- MATERIALS PROVIDED -
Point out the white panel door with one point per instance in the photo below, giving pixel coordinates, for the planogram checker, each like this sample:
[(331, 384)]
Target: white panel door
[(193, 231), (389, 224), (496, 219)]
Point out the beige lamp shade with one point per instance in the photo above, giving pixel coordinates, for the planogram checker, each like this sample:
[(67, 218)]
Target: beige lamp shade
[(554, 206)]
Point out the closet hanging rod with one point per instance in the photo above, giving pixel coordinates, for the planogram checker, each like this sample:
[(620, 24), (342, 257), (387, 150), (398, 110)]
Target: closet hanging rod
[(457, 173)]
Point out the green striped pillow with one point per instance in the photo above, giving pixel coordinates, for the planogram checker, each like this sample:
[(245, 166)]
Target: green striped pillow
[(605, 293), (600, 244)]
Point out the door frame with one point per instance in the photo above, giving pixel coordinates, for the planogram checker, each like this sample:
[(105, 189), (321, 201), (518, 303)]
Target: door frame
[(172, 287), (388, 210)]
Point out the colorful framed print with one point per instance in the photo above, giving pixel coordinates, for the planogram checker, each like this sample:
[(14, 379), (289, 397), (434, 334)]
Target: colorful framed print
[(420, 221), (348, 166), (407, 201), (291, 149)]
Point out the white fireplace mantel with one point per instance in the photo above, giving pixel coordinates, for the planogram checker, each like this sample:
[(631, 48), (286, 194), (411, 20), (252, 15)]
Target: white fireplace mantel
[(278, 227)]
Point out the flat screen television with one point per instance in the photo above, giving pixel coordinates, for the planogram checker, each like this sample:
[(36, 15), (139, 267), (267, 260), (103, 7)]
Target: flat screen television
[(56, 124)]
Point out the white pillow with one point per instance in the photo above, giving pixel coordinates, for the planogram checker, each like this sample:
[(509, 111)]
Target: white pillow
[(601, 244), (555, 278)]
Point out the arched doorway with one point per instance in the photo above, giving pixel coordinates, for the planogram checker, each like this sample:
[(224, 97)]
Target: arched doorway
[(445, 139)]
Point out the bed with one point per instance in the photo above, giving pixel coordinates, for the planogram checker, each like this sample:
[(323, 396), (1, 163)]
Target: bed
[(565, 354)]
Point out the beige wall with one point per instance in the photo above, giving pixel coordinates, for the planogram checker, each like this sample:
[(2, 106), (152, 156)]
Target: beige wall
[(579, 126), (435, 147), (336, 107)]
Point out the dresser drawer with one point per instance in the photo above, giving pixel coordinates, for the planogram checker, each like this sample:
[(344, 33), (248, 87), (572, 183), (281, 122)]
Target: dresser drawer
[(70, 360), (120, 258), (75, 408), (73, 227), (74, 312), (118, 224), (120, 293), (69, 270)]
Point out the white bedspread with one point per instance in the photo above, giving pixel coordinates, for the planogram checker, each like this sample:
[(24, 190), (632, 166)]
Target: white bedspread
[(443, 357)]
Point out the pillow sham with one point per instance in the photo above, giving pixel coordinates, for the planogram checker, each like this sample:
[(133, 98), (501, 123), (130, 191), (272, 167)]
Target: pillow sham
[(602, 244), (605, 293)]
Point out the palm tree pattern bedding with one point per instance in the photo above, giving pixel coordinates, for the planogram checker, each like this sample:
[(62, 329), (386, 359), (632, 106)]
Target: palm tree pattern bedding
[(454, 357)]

- TASK DIRECTIONS -
Copy the listing above, switching "planogram checker" to "shelf audit tool" wherever it occurs and leaving everything else unchanged.

- FULL SOLUTION -
Point out the white panel door with one point per instance in the photo below, giving pixel coordinates, for the shelf audit tool, each like this sample:
[(331, 384)]
Target: white panel door
[(193, 231), (389, 224), (496, 219)]
Point out the beige lamp shade with one point per instance in the photo above, giving pixel coordinates, for the shelf audit tool, each like this sample:
[(67, 218)]
Target: beige lamp shade
[(554, 206)]
Point out the closet hanging rod with one point per instance in the photo above, giving pixel coordinates, for the shelf audit tool, each like this sample:
[(620, 24), (342, 257), (387, 150), (398, 110)]
Target: closet hanging rod
[(457, 173)]
Point out the green striped pillow with one point per instance in the photo above, giving pixel coordinates, for the shelf audit tool, each like this sample:
[(245, 166)]
Target: green striped pillow
[(605, 293), (600, 244)]
Point out the door frame with one point per instance in the photo above, giving pixel coordinates, for the shelf audit tool, each like this sample:
[(105, 189), (321, 201), (518, 303)]
Target: door frame
[(172, 287), (388, 210)]
Point out the colorful framed print with one point per instance in the photo above, giving pixel coordinates, for the shelf audit tool, each like this sample:
[(14, 379), (289, 397), (434, 334)]
Target: colorful framed print
[(420, 221), (348, 166), (407, 201), (291, 149)]
Point out the white fireplace mantel with one point per instance in the photo above, giving pixel coordinates, for the shelf audit tool, each like this sample:
[(631, 48), (286, 194), (411, 20), (252, 15)]
Target: white fireplace mantel
[(278, 227)]
Point out the flat screen television with one point per instance in the photo above, giving pixel coordinates, for the shelf audit tool, each like this sample:
[(36, 15), (139, 267), (267, 260), (103, 7)]
Target: flat screen television
[(56, 124)]
Point out the white pillow with one point per instance in the photo above, giving pixel coordinates, for the shelf audit tool, each like this sample:
[(509, 111)]
Target: white pillow
[(601, 244), (555, 278)]
Point out the arched doorway with one point per instance in the photo above, giving pixel coordinates, for the shelf audit tool, each like this sample:
[(224, 97)]
Target: arched doorway
[(445, 139)]
Point out the bed with one point per instance in the photo above, giving pixel coordinates, for the shelf audit tool, each like this sample:
[(323, 396), (1, 163)]
Target: bed
[(565, 354)]
Point out the beige wall with one point per instance in the photo above, giving pixel coordinates, for the shelf audit tool, each like this sample:
[(2, 106), (152, 156)]
Target: beige wall
[(579, 126), (435, 147), (336, 107)]
Point out the dresser drawer with one point per instance in the photo above, giving pixel coordinates, for the shelf audit tool, each like this sample:
[(344, 33), (248, 87), (572, 183), (281, 122)]
Target: dresser drawer
[(70, 360), (120, 258), (75, 408), (73, 227), (74, 312), (118, 224), (120, 293), (69, 270)]
Point out the white bedspread with one point per instance in the photo above, giving pixel coordinates, for the shelf audit tool, each like this sample:
[(24, 190), (632, 166)]
Target: white bedspread
[(443, 357)]
Point out the pillow sham with one point per instance in the photo above, giving pixel coordinates, for the shelf audit tool, each like this sample:
[(133, 98), (501, 123), (130, 191), (272, 167)]
Target: pillow sham
[(602, 244), (605, 293)]
Point out the palm tree pattern bedding with one point per instance in the photo above, giving pixel coordinates, for the shelf audit tool, each like this sample:
[(62, 329), (386, 359), (632, 106)]
Target: palm tree pattern bedding
[(454, 357)]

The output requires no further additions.